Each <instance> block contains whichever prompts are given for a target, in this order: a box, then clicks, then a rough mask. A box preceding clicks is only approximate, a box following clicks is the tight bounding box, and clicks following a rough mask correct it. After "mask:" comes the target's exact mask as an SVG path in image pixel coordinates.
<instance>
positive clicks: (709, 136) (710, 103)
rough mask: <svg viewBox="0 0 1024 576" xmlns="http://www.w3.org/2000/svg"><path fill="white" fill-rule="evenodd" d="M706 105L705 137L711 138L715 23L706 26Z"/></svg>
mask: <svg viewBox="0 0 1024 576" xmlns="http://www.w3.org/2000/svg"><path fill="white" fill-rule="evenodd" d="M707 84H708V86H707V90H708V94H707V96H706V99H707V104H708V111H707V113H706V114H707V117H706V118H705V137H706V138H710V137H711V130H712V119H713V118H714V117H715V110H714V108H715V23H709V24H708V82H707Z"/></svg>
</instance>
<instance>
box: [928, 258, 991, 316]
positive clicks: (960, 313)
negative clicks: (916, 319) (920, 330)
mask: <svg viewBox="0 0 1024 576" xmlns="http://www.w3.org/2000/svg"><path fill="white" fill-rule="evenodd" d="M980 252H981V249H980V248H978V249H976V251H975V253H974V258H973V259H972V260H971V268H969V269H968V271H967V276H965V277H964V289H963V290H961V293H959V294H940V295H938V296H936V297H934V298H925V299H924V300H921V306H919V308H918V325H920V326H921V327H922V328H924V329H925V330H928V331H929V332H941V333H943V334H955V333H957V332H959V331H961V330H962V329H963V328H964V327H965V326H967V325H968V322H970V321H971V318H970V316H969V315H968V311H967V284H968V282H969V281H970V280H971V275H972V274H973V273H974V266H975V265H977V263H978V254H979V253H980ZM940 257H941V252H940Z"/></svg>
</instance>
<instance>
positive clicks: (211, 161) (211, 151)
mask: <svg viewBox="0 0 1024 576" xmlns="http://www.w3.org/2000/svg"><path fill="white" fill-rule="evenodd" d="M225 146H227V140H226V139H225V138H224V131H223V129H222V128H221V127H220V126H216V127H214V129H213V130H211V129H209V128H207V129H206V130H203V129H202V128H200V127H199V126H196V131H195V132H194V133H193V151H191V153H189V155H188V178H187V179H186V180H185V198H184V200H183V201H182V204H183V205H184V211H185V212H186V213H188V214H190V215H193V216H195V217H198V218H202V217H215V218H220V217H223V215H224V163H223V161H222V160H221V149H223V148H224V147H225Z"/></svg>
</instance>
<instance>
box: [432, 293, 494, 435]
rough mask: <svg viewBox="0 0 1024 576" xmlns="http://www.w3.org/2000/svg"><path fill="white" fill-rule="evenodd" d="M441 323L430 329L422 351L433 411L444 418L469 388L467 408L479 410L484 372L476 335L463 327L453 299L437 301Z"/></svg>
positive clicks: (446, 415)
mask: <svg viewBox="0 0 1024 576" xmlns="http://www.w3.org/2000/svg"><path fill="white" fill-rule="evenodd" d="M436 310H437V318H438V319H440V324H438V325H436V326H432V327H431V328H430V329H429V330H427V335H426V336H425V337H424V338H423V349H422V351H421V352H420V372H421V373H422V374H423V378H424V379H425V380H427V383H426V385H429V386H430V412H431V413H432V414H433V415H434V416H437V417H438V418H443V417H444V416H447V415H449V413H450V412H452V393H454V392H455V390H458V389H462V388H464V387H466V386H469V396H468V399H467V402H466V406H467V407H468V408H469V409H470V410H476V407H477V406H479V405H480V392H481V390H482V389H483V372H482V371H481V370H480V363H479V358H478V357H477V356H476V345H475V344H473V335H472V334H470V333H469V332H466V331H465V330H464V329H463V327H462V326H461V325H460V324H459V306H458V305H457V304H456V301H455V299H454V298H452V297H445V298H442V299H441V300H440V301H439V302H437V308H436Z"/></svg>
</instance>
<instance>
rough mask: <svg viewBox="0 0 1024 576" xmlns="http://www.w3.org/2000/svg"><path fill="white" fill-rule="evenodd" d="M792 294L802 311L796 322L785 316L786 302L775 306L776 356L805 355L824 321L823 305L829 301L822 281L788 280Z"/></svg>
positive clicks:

----

> **Required action**: Reproduce all of the material above verbatim, line for line, without altering, omitting, or adding anything.

> **Task answer**:
Each <instance> block contains whichever prompts are given for a target, in this order: a box, then clicks, then a rough mask. A box preceding clicks is only approximate, a box following clicks is the tight bounding box, and clicks following a rough mask correct it. After "mask:" comes the target's exact mask as an SVG path in image pixel coordinates.
<instance>
positive clicks: (709, 136) (710, 103)
rough mask: <svg viewBox="0 0 1024 576" xmlns="http://www.w3.org/2000/svg"><path fill="white" fill-rule="evenodd" d="M706 105L705 137L711 138L715 23L706 26Z"/></svg>
mask: <svg viewBox="0 0 1024 576" xmlns="http://www.w3.org/2000/svg"><path fill="white" fill-rule="evenodd" d="M707 84H708V86H707V90H708V94H707V96H706V99H707V104H708V111H707V113H706V114H707V117H706V118H705V137H706V138H710V137H711V130H712V119H713V118H714V117H715V110H714V108H715V23H709V24H708V82H707Z"/></svg>
</instance>
<instance>
box: [928, 258, 991, 316]
positive clicks: (960, 313)
negative clicks: (916, 319) (920, 330)
mask: <svg viewBox="0 0 1024 576" xmlns="http://www.w3.org/2000/svg"><path fill="white" fill-rule="evenodd" d="M980 252H981V249H980V248H978V249H976V251H975V253H974V258H973V259H972V260H971V268H969V269H968V271H967V276H965V277H964V289H963V290H961V293H959V294H940V295H938V296H936V297H934V298H925V299H924V300H921V306H919V308H918V325H920V326H921V327H922V328H924V329H925V330H928V331H929V332H941V333H943V334H955V333H957V332H959V331H961V330H962V329H963V328H964V327H965V326H967V325H968V322H970V321H971V318H970V316H969V315H968V311H967V284H968V282H969V281H970V280H971V275H972V274H973V273H974V266H975V265H977V263H978V254H979V253H980ZM940 257H941V252H940Z"/></svg>
</instance>
<instance>
positive clicks: (211, 161) (211, 151)
mask: <svg viewBox="0 0 1024 576" xmlns="http://www.w3.org/2000/svg"><path fill="white" fill-rule="evenodd" d="M225 146H227V140H226V139H225V138H224V131H223V129H222V128H221V127H220V126H216V127H214V129H213V130H211V129H209V128H207V129H206V130H203V129H202V128H200V127H199V126H196V131H195V132H194V133H193V151H191V153H189V155H188V178H187V179H186V180H185V198H184V200H183V201H182V204H183V205H184V211H185V212H186V213H188V214H190V215H193V216H195V217H198V218H202V217H215V218H220V217H223V215H224V163H223V161H222V160H221V149H223V148H224V147H225Z"/></svg>
</instance>
<instance>
box: [432, 293, 494, 435]
rough mask: <svg viewBox="0 0 1024 576" xmlns="http://www.w3.org/2000/svg"><path fill="white" fill-rule="evenodd" d="M441 323L430 329L422 351L433 411L444 418L469 388L467 408L479 410L484 372L476 335L463 327L453 299L437 301Z"/></svg>
positive clicks: (446, 415)
mask: <svg viewBox="0 0 1024 576" xmlns="http://www.w3.org/2000/svg"><path fill="white" fill-rule="evenodd" d="M436 310H437V318H438V319H440V324H438V325H436V326H432V327H431V328H430V329H429V330H427V335H426V336H425V337H424V338H423V349H422V351H421V352H420V372H421V373H422V374H423V378H424V379H425V380H427V383H426V385H429V386H430V412H431V413H432V414H433V415H434V416H437V417H438V418H443V417H444V416H447V415H449V413H450V412H452V393H454V392H455V390H458V389H462V388H464V387H466V386H469V396H468V399H467V402H466V406H467V407H468V408H469V409H470V410H476V407H477V406H479V405H480V392H481V390H482V389H483V372H482V371H481V370H480V363H479V358H478V357H477V356H476V345H475V344H473V335H472V334H470V333H469V332H466V331H465V330H464V329H463V327H462V326H461V325H460V324H459V306H458V305H457V304H456V301H455V299H454V298H452V297H445V298H442V299H441V300H440V301H439V302H437V308H436Z"/></svg>
</instance>
<instance>
rough mask: <svg viewBox="0 0 1024 576" xmlns="http://www.w3.org/2000/svg"><path fill="white" fill-rule="evenodd" d="M792 294L802 311L796 322L785 316L786 302L775 306L776 356L805 355L824 321L823 305L829 301L822 281L788 280Z"/></svg>
positive clicks:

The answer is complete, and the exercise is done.